FIG. 5 is a cross-sectional view of a third one of the circumferential planes taken along lines 5--5 of FIG. 2.
FIG. 6 is a cross-sectional view of an insulating ring taken along lines 6--6 of FIG. 2.
FIG. 7 is a cross-sectional view of a refractory break taken along lines 7--7 of FIG. 2.
FIG. 8 is a schematic view in partial cross section of an alternative embodiment of the heat exchanger portion of the mold of FIG. 2.
FIG. 9 is a schematic view in partial cross section of another alternative embodiment of the heat exchanger portion of the mold of FIG. 2.
In the background of this application, there have been described a number of techniques which may be used to form semi-solid thixotropic metal slurries for use in slurry casting. Slurry casting as the term is used herein refers to the formation of a semi-solid thixotropic metal slurry directly from the liquid into a desired structure, such as a billet for later processing, or a die casting formed from the slurry.
The metal composition of a thixotropic slurry comprises islands of primary solid discrete particles enveloped by a solute-rich matrix. The matrix is solid when the metal composition is fully solidified and is a quasi-liquid when the metal composition is a partially solid and partially liquid slurry. The primary solid particles comprise degenerate dendrites or nodules which are generally spheroidal in shape. The primary solid particles are made of a single phase or a plurality of phases having an average composition different from the average composition of the surrounding matrix in the fully solidified alloy. The matrix itself can comprise one or more phases upon further solidification.
Conventionally solidified alloys have branched dendrites which develop interconnected networks as the temperature is reduced and the weight fraction of solid increases. In contrast, thixotropic metal slurries consist of discrete primary degenerate dendrite particles separated from each other by a qausi-liquid metal matrix potentially up to solid fractions of 95 weight percent. The primary solid particles are degenerate dendrites in that they are characterized by smoother surfaces and a less branched structure than normal dendrites, approaching a spheroidal configuration. The surrounding solid matrix formed during solidification of the liquid matrix subsequent to the formation of the primary solids contains one or more phases of the type which would be obtained during solidification of the liquid alloy in a more conventional process. The surrounding solid matrix comprises dendrites, single or multi-phase compounds, solid solution, or mixtures of dendrites, and/or compounds, and/or solid solutions.
The process and apparatus of the instant invention are readily adaptable to a wide range of materials including but not limited to aluminum and its alloys, copper and its alloys, and iron and its alloys.
Referring to FIG. 1, an apparatus 10 for continuously or semi-continuously slurry casting thixotropic metal slurries is shown. The cylindrical mold 12 is adpated for such continuous or semi-continuous slurry casting. The mold 12 is preferably constructed in a manner to be described hereinafter.

Collected data

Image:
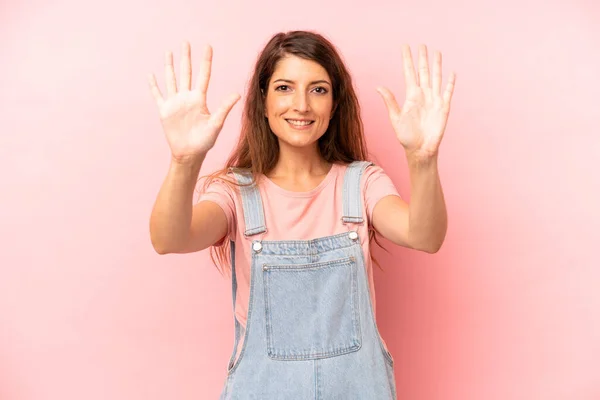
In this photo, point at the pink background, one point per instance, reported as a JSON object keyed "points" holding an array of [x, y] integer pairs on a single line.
{"points": [[508, 309]]}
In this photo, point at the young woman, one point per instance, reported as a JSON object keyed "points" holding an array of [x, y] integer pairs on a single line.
{"points": [[293, 213]]}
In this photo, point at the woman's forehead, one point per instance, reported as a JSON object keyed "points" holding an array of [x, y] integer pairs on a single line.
{"points": [[299, 70]]}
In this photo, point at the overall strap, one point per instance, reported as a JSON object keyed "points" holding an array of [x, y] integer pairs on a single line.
{"points": [[254, 217], [351, 195]]}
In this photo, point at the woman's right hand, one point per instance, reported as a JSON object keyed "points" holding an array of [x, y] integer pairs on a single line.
{"points": [[189, 127]]}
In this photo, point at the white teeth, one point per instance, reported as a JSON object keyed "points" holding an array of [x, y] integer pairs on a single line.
{"points": [[299, 123]]}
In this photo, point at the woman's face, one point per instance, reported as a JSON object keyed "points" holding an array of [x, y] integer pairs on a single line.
{"points": [[299, 101]]}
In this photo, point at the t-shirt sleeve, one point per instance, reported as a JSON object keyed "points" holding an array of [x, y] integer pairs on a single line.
{"points": [[221, 193], [377, 185]]}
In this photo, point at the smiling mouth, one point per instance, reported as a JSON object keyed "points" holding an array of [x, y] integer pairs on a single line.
{"points": [[299, 124]]}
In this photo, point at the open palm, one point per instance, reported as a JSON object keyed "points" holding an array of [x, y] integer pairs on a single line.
{"points": [[420, 123], [191, 130]]}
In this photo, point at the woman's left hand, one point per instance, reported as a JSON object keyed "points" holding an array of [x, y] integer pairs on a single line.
{"points": [[421, 122]]}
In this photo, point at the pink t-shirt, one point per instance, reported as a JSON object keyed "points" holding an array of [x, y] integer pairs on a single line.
{"points": [[296, 216]]}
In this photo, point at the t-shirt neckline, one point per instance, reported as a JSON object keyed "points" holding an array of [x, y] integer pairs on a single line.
{"points": [[272, 185]]}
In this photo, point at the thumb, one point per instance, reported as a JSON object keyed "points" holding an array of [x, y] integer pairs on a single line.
{"points": [[219, 116], [389, 99]]}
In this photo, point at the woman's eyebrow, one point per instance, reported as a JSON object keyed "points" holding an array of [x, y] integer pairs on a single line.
{"points": [[312, 83]]}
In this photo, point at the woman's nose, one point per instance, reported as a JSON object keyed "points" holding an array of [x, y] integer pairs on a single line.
{"points": [[301, 102]]}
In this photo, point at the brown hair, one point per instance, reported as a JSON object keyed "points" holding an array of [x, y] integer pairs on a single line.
{"points": [[258, 148]]}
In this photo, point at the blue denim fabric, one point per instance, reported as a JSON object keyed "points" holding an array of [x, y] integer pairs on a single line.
{"points": [[311, 332]]}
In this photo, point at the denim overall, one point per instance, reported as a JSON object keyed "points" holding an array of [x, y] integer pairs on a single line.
{"points": [[311, 332]]}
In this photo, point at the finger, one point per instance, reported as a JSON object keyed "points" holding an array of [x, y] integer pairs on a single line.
{"points": [[205, 70], [449, 89], [437, 74], [218, 118], [390, 100], [409, 69], [185, 67], [423, 67], [155, 90], [170, 81]]}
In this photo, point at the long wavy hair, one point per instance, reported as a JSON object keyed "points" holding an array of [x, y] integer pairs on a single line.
{"points": [[258, 148]]}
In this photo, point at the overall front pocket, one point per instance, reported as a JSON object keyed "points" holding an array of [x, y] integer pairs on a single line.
{"points": [[311, 310]]}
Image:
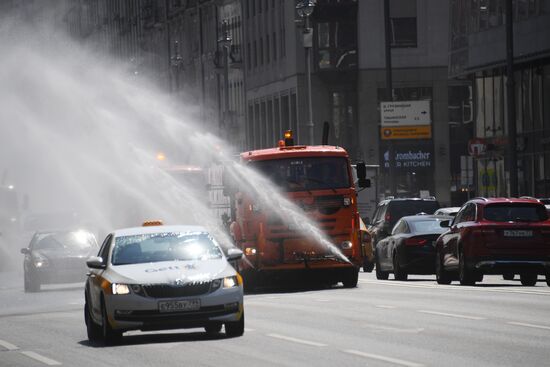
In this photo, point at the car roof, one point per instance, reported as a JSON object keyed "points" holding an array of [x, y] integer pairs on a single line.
{"points": [[158, 229], [420, 217], [484, 201]]}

### Set exercise 1
Print the part of the slurry casting text starting at "FIG. 5 is a" and ending at "7--7 of FIG. 2.".
### Set exercise 2
Answer these questions from the slurry casting text, one answer per line:
(a) What shape are the primary solid particles generally?
(b) Up to what solid fraction, in weight percent, can the discrete primary particles in a thixotropic slurry stay separated from each other?
(c) Which three metals, along with their alloys, does the text name as materials the process can handle?
### Set exercise 3
Please pick up the slurry casting text after its last sentence and keep writing it.
The lines in the collected data are separate material from the slurry casting text.

### Task answer 1
FIG. 5 is a cross-sectional view of a third one of the circumferential planes taken along lines 5--5 of FIG. 2.
FIG. 6 is a cross-sectional view of an insulating ring taken along lines 6--6 of FIG. 2.
FIG. 7 is a cross-sectional view of a refractory break taken along lines 7--7 of FIG. 2.

### Task answer 2
(a) Generally spheroidal.
(b) 95 weight percent.
(c) Aluminum, copper, and iron.

### Task answer 3
Mold 12 is preferably cylindrical in nature. The apparatus 10 is particularly adapted for making cylindrical ingots utilizing a conventional two-pole polyphase induction motor stator for stirring. However, it is not limited to the formation of a cylindrical ingot cross section since it is possible to achieve transversely or circumferentially moving magnetic fields with a non-circular tubular mold arrangement not shown.
The molten material is supplied to mold 12 through supply system 16. The molten material supply system comprises the partially shown furnace 18, trough 20, molten material flow control system or valve 22, downspout 24 and tundish 26. Control system 22 controls the flow of molten material from trough 20 through downspout 24 into tundish 26. Control system 22 also controls the height of the molten material in tundish 26. Alternatively molten material may be supplied directly through furnace 18 into tundish 26. The molten material exits from tundish 26 horizontally via conduit 28 which is in direct communication with the inlet to casting mold 12.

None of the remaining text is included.